── Datos del ejercicio

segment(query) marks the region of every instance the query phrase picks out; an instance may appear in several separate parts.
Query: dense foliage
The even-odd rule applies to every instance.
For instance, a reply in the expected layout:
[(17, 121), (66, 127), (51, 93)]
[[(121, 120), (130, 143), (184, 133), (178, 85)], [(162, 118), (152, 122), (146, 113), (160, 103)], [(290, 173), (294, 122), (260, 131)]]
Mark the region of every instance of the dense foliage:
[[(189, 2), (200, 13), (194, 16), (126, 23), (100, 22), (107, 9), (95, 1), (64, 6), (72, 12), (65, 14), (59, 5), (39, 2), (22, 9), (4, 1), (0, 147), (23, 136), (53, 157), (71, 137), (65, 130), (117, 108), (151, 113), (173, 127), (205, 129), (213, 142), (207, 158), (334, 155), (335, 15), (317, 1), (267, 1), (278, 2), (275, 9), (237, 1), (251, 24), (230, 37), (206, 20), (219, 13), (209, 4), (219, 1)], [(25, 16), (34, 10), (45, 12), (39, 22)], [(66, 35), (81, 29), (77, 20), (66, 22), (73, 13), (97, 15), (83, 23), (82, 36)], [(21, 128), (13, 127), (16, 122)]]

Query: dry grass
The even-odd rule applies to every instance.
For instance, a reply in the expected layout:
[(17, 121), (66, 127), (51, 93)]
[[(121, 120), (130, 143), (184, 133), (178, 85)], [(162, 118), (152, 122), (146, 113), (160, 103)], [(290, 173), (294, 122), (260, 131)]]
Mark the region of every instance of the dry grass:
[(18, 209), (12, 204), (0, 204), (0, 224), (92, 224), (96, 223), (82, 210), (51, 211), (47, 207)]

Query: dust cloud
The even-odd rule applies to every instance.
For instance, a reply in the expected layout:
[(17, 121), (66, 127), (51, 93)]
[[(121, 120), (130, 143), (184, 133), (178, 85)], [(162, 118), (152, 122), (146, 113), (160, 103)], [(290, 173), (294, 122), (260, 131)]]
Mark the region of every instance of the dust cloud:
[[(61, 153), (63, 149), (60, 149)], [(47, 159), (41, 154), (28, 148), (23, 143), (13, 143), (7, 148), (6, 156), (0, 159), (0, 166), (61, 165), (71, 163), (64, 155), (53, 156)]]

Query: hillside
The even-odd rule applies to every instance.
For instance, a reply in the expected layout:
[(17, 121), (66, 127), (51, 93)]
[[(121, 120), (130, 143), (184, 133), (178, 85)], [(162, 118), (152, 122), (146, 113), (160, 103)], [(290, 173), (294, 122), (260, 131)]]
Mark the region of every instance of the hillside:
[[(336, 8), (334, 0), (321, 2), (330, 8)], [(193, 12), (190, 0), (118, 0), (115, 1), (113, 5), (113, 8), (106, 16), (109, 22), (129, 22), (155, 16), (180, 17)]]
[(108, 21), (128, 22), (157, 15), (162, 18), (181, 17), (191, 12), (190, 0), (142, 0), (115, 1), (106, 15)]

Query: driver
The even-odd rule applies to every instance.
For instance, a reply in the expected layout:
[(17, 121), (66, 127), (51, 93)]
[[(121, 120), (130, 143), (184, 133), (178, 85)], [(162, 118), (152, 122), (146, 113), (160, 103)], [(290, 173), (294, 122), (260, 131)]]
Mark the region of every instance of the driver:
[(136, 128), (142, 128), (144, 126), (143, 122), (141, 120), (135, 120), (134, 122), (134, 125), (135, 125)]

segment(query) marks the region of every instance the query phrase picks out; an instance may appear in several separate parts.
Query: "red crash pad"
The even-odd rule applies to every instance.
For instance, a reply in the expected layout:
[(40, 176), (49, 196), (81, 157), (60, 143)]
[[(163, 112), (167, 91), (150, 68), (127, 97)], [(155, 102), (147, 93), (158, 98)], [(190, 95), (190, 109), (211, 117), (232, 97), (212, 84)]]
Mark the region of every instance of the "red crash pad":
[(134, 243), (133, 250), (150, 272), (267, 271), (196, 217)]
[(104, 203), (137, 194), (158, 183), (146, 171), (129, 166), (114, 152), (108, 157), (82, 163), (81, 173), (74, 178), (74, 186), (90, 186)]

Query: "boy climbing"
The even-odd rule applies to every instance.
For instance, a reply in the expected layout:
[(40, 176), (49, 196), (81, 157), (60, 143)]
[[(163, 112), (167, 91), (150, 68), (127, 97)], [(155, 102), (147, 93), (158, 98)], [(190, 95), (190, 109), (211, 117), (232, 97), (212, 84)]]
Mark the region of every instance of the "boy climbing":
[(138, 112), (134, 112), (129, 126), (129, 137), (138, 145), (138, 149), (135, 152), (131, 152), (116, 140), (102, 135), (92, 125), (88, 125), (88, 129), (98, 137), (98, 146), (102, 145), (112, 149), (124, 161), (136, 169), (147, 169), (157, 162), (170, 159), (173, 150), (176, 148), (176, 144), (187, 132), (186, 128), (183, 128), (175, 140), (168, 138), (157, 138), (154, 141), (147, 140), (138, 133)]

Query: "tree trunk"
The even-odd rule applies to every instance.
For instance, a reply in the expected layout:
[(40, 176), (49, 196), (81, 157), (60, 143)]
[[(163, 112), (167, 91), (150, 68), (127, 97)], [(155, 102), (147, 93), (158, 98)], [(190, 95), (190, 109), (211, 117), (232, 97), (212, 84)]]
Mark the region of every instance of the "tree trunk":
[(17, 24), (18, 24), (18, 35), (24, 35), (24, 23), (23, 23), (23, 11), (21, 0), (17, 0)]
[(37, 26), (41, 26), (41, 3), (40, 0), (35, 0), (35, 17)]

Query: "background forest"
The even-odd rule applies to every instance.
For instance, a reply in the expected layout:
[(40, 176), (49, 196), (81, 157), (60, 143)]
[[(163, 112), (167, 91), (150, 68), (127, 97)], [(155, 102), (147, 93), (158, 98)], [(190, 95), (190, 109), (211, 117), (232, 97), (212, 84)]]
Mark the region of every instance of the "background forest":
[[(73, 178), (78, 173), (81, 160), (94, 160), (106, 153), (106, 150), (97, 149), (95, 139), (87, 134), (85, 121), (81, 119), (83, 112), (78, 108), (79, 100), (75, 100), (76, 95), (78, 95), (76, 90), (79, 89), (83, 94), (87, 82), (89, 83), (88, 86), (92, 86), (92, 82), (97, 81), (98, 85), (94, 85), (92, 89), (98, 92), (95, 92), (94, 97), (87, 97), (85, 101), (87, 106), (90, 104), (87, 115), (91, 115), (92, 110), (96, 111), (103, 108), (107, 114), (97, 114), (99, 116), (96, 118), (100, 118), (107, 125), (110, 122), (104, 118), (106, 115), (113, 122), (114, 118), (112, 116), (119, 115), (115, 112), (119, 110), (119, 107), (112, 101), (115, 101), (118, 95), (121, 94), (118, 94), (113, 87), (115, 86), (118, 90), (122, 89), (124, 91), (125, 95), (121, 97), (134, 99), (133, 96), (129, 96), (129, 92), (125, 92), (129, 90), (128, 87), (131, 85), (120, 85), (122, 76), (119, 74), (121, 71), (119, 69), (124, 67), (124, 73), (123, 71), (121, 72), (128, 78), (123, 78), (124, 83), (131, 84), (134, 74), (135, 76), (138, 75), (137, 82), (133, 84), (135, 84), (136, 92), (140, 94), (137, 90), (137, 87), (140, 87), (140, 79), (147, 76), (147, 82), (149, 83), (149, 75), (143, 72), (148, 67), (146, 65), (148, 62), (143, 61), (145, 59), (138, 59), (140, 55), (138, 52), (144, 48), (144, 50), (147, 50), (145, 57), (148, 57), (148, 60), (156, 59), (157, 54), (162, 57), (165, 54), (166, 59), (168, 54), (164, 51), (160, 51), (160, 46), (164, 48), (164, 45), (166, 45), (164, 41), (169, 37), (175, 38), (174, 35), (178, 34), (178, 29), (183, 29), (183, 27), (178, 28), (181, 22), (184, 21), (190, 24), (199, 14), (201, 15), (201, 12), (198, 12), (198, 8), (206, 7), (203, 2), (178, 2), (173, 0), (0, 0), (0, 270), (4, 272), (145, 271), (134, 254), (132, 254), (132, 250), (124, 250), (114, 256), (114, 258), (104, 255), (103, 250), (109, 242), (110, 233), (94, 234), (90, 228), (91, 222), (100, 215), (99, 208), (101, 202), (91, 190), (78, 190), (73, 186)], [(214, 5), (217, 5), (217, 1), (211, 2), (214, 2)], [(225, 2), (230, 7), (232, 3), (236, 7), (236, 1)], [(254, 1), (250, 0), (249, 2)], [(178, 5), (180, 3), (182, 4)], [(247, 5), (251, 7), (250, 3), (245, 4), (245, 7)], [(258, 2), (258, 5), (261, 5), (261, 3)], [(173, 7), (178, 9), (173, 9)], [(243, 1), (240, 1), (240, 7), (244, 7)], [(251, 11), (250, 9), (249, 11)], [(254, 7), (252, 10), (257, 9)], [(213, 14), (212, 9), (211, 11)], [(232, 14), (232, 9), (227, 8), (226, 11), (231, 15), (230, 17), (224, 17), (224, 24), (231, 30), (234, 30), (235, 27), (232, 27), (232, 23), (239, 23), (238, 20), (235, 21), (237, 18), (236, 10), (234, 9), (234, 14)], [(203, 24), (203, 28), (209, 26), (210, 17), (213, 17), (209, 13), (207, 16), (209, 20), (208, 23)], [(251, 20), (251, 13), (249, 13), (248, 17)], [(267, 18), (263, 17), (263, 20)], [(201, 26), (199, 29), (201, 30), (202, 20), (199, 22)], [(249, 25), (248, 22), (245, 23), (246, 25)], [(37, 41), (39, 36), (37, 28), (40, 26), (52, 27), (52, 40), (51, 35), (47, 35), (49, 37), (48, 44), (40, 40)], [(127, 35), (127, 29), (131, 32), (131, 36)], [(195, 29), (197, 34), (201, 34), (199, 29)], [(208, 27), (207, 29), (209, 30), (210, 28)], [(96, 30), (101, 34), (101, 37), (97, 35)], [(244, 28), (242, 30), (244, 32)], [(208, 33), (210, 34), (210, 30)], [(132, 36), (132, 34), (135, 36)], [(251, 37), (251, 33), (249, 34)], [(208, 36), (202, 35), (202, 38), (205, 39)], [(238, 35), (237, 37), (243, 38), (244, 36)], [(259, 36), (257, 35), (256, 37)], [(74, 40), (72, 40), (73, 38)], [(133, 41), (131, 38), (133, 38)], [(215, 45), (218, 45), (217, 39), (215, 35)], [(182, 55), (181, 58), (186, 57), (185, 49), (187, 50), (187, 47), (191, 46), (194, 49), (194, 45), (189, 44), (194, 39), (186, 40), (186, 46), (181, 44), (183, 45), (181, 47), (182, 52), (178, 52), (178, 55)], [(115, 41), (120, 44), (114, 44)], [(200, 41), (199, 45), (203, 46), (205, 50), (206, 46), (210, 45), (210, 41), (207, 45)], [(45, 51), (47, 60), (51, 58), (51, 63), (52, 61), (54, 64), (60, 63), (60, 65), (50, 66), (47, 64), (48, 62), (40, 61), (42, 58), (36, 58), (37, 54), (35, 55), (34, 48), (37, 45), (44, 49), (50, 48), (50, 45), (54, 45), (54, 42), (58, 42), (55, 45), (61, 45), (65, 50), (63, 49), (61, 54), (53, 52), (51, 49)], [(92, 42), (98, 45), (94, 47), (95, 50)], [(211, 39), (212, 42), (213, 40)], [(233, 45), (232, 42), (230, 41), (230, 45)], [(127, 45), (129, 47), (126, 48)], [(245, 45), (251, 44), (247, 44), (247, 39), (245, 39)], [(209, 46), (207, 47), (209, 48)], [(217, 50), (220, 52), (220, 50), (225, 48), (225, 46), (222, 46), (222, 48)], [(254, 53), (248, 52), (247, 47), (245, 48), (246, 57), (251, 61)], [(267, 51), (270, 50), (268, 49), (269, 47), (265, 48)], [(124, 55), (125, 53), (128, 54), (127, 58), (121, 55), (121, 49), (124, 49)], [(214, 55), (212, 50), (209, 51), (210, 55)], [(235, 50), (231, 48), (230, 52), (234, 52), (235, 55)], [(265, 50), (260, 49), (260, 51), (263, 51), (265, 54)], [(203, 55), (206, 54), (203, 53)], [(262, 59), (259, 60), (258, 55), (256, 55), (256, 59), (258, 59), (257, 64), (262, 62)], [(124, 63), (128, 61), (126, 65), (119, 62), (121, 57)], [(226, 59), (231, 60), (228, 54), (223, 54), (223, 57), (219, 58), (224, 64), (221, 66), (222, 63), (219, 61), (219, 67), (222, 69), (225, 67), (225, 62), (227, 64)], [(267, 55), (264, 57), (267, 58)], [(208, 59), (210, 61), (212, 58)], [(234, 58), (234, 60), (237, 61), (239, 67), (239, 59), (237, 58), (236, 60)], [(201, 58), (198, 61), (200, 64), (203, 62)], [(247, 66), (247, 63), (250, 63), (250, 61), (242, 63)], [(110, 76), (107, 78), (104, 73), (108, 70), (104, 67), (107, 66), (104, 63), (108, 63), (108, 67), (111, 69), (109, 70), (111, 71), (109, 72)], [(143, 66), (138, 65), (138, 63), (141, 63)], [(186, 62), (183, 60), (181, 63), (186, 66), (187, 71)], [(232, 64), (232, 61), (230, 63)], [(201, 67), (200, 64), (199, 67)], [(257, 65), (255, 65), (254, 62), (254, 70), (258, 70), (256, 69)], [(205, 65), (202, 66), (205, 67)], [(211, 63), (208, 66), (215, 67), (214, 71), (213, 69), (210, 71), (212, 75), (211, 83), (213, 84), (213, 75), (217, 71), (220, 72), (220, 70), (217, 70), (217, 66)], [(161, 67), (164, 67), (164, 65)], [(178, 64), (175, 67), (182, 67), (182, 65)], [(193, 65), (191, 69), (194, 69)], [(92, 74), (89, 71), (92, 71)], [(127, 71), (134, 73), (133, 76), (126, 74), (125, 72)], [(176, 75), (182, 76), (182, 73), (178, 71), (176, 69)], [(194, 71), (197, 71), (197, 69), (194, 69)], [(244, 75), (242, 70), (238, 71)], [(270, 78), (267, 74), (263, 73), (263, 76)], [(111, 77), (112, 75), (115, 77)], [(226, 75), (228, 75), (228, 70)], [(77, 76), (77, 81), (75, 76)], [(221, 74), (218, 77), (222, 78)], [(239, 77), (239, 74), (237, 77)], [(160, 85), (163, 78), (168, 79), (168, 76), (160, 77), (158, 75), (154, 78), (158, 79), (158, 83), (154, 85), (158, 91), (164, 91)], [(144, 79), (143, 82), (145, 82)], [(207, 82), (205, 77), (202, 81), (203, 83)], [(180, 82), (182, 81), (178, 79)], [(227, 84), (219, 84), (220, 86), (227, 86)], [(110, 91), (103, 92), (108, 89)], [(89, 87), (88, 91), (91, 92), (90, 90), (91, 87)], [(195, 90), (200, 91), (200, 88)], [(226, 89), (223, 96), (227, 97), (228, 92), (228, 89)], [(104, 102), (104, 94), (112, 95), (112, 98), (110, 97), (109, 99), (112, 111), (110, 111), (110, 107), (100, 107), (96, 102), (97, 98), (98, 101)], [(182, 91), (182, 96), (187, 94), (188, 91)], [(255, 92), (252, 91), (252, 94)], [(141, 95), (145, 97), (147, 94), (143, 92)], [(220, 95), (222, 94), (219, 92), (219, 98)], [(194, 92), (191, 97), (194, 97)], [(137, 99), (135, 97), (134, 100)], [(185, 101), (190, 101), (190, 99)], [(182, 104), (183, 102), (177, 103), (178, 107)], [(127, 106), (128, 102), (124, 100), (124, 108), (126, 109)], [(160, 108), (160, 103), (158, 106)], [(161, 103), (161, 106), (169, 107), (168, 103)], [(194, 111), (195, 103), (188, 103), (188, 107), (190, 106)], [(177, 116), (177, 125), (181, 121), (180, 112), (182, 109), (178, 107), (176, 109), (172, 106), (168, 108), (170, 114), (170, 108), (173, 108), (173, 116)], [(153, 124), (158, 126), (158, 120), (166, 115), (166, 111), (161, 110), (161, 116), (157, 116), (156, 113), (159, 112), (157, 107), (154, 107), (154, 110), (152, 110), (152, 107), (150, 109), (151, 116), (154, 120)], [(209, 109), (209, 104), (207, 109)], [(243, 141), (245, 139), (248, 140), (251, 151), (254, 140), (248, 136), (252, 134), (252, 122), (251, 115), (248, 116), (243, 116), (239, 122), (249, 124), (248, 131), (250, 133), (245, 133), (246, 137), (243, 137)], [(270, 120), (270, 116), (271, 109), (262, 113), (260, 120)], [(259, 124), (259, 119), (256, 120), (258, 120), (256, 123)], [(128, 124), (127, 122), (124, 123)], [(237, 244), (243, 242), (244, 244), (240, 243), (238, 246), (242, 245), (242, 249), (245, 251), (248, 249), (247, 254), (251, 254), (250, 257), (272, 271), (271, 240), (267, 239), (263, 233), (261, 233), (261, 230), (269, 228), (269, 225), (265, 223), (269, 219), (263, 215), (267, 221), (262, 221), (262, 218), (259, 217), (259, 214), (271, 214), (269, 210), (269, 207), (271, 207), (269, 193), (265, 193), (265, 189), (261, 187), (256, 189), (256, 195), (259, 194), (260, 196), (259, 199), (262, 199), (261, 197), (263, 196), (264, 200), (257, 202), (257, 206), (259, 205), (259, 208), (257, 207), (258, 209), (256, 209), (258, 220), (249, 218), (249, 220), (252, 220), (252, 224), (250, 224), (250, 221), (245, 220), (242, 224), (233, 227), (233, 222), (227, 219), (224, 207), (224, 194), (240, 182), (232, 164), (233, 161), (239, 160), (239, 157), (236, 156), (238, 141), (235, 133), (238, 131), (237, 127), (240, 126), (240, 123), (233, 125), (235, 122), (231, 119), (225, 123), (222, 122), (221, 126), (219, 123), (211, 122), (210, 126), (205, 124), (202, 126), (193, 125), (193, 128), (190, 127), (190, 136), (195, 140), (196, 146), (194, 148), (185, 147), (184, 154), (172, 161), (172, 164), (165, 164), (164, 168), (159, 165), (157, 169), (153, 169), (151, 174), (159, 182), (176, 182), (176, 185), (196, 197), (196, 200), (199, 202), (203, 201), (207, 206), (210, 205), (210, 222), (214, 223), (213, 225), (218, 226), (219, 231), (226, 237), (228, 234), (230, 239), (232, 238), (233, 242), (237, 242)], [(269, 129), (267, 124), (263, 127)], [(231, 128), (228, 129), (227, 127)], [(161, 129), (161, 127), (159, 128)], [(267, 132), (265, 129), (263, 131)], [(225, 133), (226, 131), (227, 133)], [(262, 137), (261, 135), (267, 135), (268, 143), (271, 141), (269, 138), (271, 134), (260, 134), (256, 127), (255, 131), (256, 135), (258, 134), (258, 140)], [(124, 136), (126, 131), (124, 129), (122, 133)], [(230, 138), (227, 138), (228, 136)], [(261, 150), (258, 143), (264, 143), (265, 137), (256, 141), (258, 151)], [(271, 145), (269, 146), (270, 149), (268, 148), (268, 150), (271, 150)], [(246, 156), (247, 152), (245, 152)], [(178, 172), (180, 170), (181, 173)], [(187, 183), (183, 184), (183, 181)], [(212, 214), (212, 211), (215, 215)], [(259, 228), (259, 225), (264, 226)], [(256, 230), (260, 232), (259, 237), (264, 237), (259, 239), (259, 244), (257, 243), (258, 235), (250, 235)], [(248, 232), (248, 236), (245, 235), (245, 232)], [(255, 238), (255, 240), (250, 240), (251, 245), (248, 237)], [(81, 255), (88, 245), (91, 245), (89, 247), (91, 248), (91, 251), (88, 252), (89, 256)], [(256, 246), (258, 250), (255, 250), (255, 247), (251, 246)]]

────

* Instrucciones de la tarea *
Reescribe los registros desde el comienzo hasta la línea con "211), (47, 207)]", ambas incluidas, y cambia "dry grass" por "dead grass" sin tocar nada más.

* La respuesta *
segment(query) marks the region of every instance the query phrase picks out; an instance may appear in several separate parts.
Query: dense foliage
The even-odd rule applies to every instance.
For instance, a reply in the expected layout:
[(17, 121), (66, 127), (51, 93)]
[[(121, 120), (130, 143), (184, 133), (178, 85)], [(162, 118), (152, 122), (146, 113), (160, 103)], [(290, 173), (294, 122), (260, 131)]]
Mark the region of every instance of the dense foliage:
[[(189, 2), (200, 13), (194, 16), (126, 23), (100, 22), (107, 9), (95, 1), (64, 6), (72, 12), (65, 14), (59, 5), (39, 2), (22, 9), (4, 1), (0, 147), (23, 136), (53, 157), (71, 137), (65, 130), (117, 108), (151, 113), (173, 127), (205, 129), (213, 142), (207, 158), (334, 155), (335, 15), (317, 1), (267, 1), (278, 2), (275, 9), (237, 1), (251, 24), (230, 37), (206, 20), (219, 13), (209, 4), (219, 1)], [(25, 16), (34, 10), (45, 12), (39, 22)], [(66, 35), (81, 29), (77, 20), (66, 22), (73, 13), (97, 15), (83, 23), (82, 36)], [(21, 128), (13, 127), (16, 122)]]

Query: dead grass
The even-odd rule applies to every instance.
For instance, a reply in the expected layout:
[(17, 121), (66, 127), (51, 93)]
[[(121, 120), (130, 143), (184, 133), (178, 85)], [(162, 118), (152, 122), (146, 113), (160, 103)], [(290, 173), (294, 122), (260, 131)]]
Mark the region of every instance of the dead grass:
[(18, 209), (12, 204), (0, 204), (0, 224), (92, 224), (96, 223), (82, 210), (51, 211), (47, 207)]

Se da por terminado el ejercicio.